● **Short exercise**
Repeat the material in full. Keep every line exactly as it is.

Location labeling records
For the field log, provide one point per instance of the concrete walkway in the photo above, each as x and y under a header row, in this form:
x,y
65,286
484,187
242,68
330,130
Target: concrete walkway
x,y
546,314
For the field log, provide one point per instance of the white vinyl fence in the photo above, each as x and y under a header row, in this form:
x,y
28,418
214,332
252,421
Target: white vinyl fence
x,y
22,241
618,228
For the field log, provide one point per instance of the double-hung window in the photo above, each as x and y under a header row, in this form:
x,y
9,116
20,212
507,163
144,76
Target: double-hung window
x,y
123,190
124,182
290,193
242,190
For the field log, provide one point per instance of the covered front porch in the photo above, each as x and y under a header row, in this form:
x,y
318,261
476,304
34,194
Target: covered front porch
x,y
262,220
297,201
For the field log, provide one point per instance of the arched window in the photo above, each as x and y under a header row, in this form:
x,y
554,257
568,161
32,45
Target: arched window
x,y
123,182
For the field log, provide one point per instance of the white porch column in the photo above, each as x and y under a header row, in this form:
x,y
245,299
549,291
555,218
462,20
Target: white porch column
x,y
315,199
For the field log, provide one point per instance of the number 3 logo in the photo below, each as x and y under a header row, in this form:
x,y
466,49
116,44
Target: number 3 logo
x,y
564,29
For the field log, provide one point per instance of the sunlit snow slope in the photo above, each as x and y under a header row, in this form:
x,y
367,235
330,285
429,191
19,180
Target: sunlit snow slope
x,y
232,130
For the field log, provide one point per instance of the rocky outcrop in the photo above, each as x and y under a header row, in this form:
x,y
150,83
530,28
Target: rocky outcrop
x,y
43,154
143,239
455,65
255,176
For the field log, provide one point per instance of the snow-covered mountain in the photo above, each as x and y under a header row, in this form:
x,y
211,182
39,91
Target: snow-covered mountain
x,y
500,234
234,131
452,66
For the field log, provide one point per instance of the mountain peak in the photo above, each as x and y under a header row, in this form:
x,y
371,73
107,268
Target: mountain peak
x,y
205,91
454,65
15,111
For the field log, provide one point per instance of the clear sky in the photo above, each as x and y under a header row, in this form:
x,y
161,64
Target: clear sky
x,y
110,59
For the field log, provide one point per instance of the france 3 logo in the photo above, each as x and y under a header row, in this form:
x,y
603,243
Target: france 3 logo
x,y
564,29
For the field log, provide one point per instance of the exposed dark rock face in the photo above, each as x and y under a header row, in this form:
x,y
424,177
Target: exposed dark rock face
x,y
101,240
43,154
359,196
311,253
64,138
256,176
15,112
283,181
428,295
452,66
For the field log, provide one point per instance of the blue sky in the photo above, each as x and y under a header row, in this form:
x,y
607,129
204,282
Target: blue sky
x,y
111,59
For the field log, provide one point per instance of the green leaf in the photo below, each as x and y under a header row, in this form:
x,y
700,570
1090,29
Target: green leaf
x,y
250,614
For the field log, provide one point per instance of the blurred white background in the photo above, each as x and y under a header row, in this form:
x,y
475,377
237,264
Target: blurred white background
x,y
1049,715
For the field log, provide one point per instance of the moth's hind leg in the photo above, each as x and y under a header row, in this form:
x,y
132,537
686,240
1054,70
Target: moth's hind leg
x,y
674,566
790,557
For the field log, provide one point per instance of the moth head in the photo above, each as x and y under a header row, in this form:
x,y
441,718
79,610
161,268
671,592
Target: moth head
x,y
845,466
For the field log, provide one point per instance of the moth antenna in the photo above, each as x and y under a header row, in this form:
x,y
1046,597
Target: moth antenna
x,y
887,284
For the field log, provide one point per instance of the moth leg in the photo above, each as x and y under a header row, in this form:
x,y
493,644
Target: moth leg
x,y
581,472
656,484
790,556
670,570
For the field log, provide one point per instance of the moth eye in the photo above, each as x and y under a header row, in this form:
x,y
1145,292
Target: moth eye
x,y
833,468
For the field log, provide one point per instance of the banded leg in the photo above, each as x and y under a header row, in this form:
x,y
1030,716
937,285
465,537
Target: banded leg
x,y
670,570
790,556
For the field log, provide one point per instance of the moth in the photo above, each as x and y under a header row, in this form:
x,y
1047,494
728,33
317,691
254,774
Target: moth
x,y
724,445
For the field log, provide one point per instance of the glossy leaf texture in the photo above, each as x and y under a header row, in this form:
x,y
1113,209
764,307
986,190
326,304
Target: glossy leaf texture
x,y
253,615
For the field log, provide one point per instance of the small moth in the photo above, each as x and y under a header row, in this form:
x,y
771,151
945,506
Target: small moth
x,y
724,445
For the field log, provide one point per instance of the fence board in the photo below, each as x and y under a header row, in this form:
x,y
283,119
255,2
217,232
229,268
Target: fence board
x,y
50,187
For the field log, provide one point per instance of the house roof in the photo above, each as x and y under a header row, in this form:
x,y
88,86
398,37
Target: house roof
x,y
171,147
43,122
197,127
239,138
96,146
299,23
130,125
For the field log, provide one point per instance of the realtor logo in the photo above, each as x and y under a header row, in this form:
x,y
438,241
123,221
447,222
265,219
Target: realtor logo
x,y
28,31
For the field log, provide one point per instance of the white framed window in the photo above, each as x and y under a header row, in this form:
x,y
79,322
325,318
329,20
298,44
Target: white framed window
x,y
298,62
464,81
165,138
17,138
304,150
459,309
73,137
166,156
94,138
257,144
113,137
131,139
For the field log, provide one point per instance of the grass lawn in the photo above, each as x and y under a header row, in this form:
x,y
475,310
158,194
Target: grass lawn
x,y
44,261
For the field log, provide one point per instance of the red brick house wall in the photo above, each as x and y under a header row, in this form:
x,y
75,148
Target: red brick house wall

● **Written answer**
For the field log, provide one point per instance of the concrete walkway in the photo above, each as x and y under a header row, in this form:
x,y
65,286
484,187
242,68
330,130
Target: concrete walkway
x,y
546,314
For the field log, provide one point per instance of the white vinyl fence in the photo above, each as x and y under a header row, in this form:
x,y
28,418
214,332
252,421
Target: white vinyl fence
x,y
22,241
618,228
For the field log, provide one point per instance of the double-hung window in the photo above, each as x and y under a header row, in this form:
x,y
9,116
20,212
507,163
144,76
Target: double-hung window
x,y
123,190
124,182
290,193
242,190
For the field log, provide one point per instance of the covered front porch in the photo above, each as x and y under a header row, in this form:
x,y
318,261
476,304
34,194
Target: covered front porch
x,y
262,220
297,201
For the field log, provide one point per instance of the arched window in the photo above, each as x and y under a header row, in this form:
x,y
554,257
568,161
32,45
Target: arched window
x,y
123,182
For the field log, provide one point per instance of the white porch column in the photo above, each as x and y under a header row, in this form:
x,y
245,299
549,291
555,218
462,20
Target: white porch column
x,y
315,199
For the field log, provide one point per instance of the number 3 logo in the photo below, each as x and y under a header row, in this form:
x,y
466,49
116,44
Target: number 3 logo
x,y
564,29
For the field log, provide one point per instance of the sunlit snow slope in the photo above, each as x and y under a header row, in this form:
x,y
367,235
330,285
429,191
19,180
Target: sunlit snow slope
x,y
232,130
For the field log, provide one point per instance of the rocky outcrop in the photo above, each as x and y under a header row, in this form:
x,y
150,83
530,28
Target: rocky outcrop
x,y
43,154
143,239
455,65
255,176
For the field log, provide one point per instance of the snow-covered mountain in the photo above, each as x and y under a header row, in this form:
x,y
211,182
39,91
Target: snow-covered mountain
x,y
500,234
234,131
452,66
For the field log, provide one point per instance of the mountain peak in the photo above, each as x and y under a header row, in this form:
x,y
371,73
107,268
Target: mountain peak
x,y
205,91
454,65
15,111
For the field log, provide one point per instance of the clear sky in the photo above, each as x and y under a header row, in this form:
x,y
161,64
Target: clear sky
x,y
110,59
For the field log, provide one point per instance of the france 3 logo in the photo above, each as x and y under a header row, in this form:
x,y
603,243
Target: france 3 logo
x,y
564,29
For the field log, provide one point per instance of the exposed dark rock face in the photo above, each as x and y under a header row, in this form:
x,y
424,177
Target: exposed dark rock face
x,y
101,240
43,154
359,196
311,253
64,138
256,176
15,112
283,181
428,295
452,66
For the field log, provide one point per instance of the blue sky in the photo above, each as x and y under a header row, in this form:
x,y
607,129
204,282
Target: blue sky
x,y
111,59
For the field log, provide one point per instance of the green leaf in the photo below, each as x and y under a header row, in this form:
x,y
700,570
1090,29
Target: green leaf
x,y
250,614
For the field log, provide one point per instance of the blurred white background in the photo above, each as x and y under a header row, in this form:
x,y
475,377
237,264
Target: blurred white background
x,y
1049,715
For the field log, provide one point per instance of the moth's hind leg in the photo above, each as x and y under a header row, in this form:
x,y
132,537
686,240
1054,70
Target: moth's hind leg
x,y
674,566
790,557
For the field log, provide one point per instance of the moth head in the photo above, each as x and y under a header row, in this form:
x,y
441,718
79,610
161,268
671,592
Target: moth head
x,y
845,466
For the field log, provide one point per instance of the moth antenna in the photo above, each as x and y under a header row, in this form:
x,y
1046,597
Target: moth antenna
x,y
887,284
For the field log, provide one point per instance of the moth leg in the photo above, each as x and y under a header row, in this form:
x,y
493,644
Target: moth leg
x,y
581,472
656,484
790,556
670,570
For the field log, provide one point per instance of the moth eye in the photo above, each as x and y under a header row, in this form:
x,y
1145,292
Target: moth eye
x,y
833,468
For the field log, provide one point per instance of the banded leg in the photo above, each as x and y under a header row, in this form:
x,y
1030,716
937,285
465,537
Target: banded leg
x,y
670,570
790,556
For the field log, provide one point per instance of the moth in the photo above, each as x and y under a header row, in this form:
x,y
1047,494
728,33
317,691
254,774
Target: moth
x,y
724,445
For the field log, provide one point per instance of the glossy leaf texture in the photo above, each as x and y under a header row, in this form:
x,y
1113,209
764,307
986,190
326,304
Target: glossy leaf texture
x,y
253,615
For the field log, provide one point per instance of the small moth in the photo above, each as x and y under a header row, in this form:
x,y
771,151
945,506
Target: small moth
x,y
724,445
For the field log, provide one point per instance of the fence board in the photo below, each as x and y under a header row, in this form:
x,y
283,119
255,2
217,232
229,268
Target: fence board
x,y
50,187
For the field log, provide one point per instance of the house roof in the photo above, each as x and y under a header row, in this form:
x,y
88,86
398,37
Target: house roof
x,y
171,147
43,122
197,127
239,138
96,146
299,23
130,125
For the field log, provide one point per instance of the realtor logo in the photo above, each as x and y under a header row, in this form:
x,y
438,241
123,221
447,222
265,219
Target: realtor logo
x,y
28,31
For the field log, provide one point per instance of the white framed window in the photo above, each as x and y under a header row, in this form:
x,y
79,322
325,318
329,20
298,44
Target: white framed window
x,y
298,62
464,81
165,138
17,138
304,150
459,309
73,137
166,156
94,138
257,144
113,137
131,139
For the field log, provide one point per instance of the grass lawn in the photo above, each as x and y under a header row, in this form:
x,y
475,310
158,194
Target: grass lawn
x,y
44,261
For the field log, provide one point per instance of the red brick house wall in the photo above, each as x and y under a header row, in this form:
x,y
75,148
Target: red brick house wall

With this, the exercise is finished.